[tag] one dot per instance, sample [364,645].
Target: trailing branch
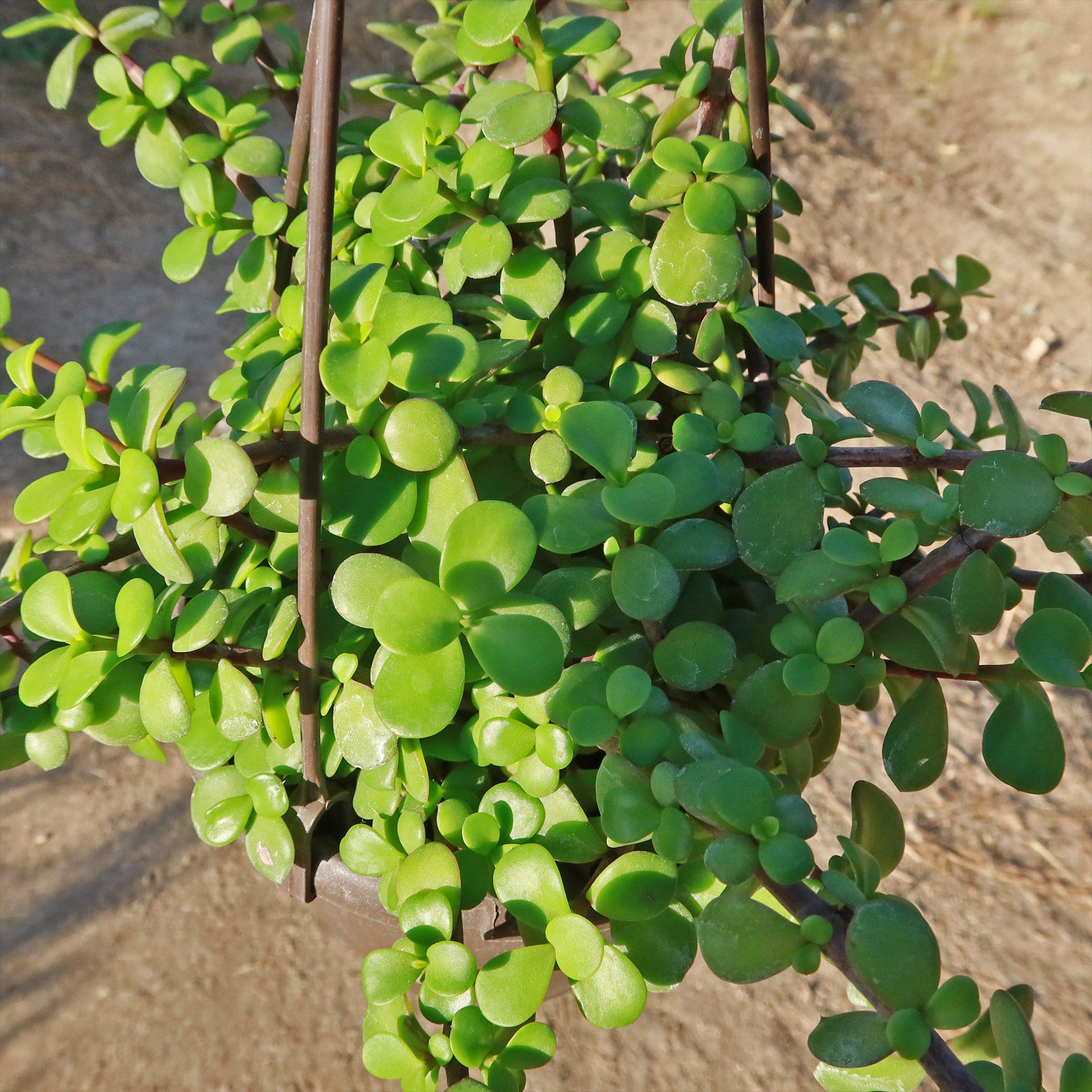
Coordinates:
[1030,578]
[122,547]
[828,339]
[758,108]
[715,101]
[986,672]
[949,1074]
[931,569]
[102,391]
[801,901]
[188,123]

## Challenge
Your copy should repeat each entry above exactly but contain no pictures.

## Output of the task
[tag] one dot per instance, sample [364,645].
Target: trailing branch
Coordinates:
[1030,578]
[122,547]
[828,339]
[758,108]
[715,101]
[986,672]
[949,1074]
[931,569]
[102,391]
[801,901]
[188,123]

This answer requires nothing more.